What you need to do
1) In the Donkey Kong review below, update the stretch from "Donkey Kong (Game" through "down the line." by replacing "conveyor belts" with "moving walkways".
2) Answer these questions using the Donkey Kong review below.
(a) In what year does the review say Jumpman had his original adventures?
(b) According to the review, how many new puzzle-style levels does the 1994 game add?
(c) What does the third level have the player evading?

Document section

Donkey Kong (Game Boy) review
"In the first level, you progressed upward through a series of tiers while bounding over barrels and swinging a hammer - your only line of defense against the unstoppable rolling barrel squadron. "
In the first level, you progressed upward through a series of tiers while bounding over barrels and swinging a hammer - your only line of defense against the unstoppable rolling barrel squadron.
In the second level, you made your way up through a stack of conveyor belts, tiptoeing carefully around the bowls of flammable material that were moving down the line.
The third level had you clearing consecutive platforms while skillfully evading bouncy fireballs and even bouncier springs.
Those three miniature adventures led up to the final struggle to make the small blocks rooted in the ledges disappear by walking over them in the fourth (and last) level.
Yes, Jumpman had some amazing adventures back in 1981. He went through all that just to save his honey Pauline from the clutches of a raging necktie-clad gorilla. Jumpman was the good guy, and Donkey Kong was the villain. Since then, the carpenter rescuing his woman has evolved into Mario, recognizable to millions of people spanning the globe, and the gorilla has had a role reversal á la Terminator, becoming the heroic antithesis of his original purpose in a number of platformers both revolutionary and execrable. Nintendo clearly knows how to build legacies out of the most minor supporting actors. It was clear four years after Donkey Kong hit arcades in '81 that Jumpman/Mario was going to be the biggest thing in electronic entertainment since Asteroids. But the bad guy? The evil primate who fell on his noggin in bitter defeat while two star-crossed lovers ran off together in the moonlight?
Believe it. This could just as easily have been a dull port of the same four levels everyone played in seedy arcades over a decade earlier. But the monkey is out for revenge. Beat the first four levels on this cart and watch Jumpman and Pauline fall in love all over again .... until DK comes to the realization that he fully controls his destiny, not some two-bit woodworking chump. In a deliciously juicy twist, DK stomps the floor out from under the two, re-captures Pauline, and sends Jumpman - a role easily filled by Mario - on a wild goose chase through the best retro makeover ever put on the small screen.
Even though he's not saving his banana horde here as he does in his 16-bit adventures, the spotlight is totally on the big ape from the get-go. Donkey Kong (Nintendo, 1994) takes those four classic levels and adds over 100 even cooler puzzle-style levels to the mix, making sure your quest to save your main squeeze is drawn out and arduous while simultaneously keeping you hooked all the way to the final epic battle. A slew of new items and techniques are at Mario's beck and call, such as backflips and somersaults, disposable platforms and ladders, and the ability to throw the hammer away if it becomes cumbersome or outlives its usefulness. Most importantly in all this newfangledness is that the original point of the game and its most rudimentary mechanics and aspects remain intact, meaning that reaching the top where DK lies in wait with your woman is the same fun task it always was - it's just deeper and more meaningful this time through.

Entries supplied
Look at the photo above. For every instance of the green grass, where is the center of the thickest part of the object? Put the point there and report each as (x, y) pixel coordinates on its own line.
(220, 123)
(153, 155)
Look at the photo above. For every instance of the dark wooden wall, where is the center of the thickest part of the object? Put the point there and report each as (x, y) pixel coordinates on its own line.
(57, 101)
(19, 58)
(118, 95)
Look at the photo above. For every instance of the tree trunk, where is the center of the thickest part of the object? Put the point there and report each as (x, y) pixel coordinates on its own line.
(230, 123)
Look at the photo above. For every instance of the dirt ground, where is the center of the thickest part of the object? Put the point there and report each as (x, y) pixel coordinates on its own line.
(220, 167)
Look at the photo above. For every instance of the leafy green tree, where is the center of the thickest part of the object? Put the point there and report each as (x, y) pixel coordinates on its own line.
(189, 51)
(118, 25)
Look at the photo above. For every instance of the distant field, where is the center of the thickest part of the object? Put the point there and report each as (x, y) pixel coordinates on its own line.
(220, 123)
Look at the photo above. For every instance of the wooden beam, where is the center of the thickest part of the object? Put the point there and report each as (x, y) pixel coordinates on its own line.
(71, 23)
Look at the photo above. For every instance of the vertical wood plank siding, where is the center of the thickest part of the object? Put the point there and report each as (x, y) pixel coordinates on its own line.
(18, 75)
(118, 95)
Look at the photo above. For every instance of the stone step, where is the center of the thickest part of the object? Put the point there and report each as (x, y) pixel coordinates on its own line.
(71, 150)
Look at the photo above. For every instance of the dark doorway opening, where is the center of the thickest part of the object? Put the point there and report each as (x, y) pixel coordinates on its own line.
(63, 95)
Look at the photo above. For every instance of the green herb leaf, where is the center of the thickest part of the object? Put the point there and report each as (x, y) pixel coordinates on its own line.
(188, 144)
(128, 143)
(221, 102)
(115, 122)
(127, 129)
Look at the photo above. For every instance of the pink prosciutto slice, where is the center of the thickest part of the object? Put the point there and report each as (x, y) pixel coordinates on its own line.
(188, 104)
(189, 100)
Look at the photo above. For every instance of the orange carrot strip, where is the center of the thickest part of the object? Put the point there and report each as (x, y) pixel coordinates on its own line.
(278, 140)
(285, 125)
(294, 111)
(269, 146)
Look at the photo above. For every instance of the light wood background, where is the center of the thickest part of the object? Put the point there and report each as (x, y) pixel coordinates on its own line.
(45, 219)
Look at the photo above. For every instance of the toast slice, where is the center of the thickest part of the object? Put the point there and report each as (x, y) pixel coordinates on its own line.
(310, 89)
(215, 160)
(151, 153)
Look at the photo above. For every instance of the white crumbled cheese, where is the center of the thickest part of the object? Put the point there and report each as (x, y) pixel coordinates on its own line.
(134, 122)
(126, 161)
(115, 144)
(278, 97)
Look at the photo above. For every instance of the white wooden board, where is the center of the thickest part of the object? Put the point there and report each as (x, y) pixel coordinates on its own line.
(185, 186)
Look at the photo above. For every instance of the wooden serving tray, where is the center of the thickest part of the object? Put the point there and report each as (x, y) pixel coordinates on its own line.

Written answers
1)
Donkey Kong (Game Boy) review
"In the first level, you progressed upward through a series of tiers while bounding over barrels and swinging a hammer - your only line of defense against the unstoppable rolling barrel squadron. "
In the first level, you progressed upward through a series of tiers while bounding over barrels and swinging a hammer - your only line of defense against the unstoppable rolling barrel squadron.
In the second level, you made your way up through a stack of moving walkways, tiptoeing carefully around the bowls of flammable material that were moving down the line.

2)
(a) 1981
(b) Over 100
(c) Bouncy fireballs and even bouncier springs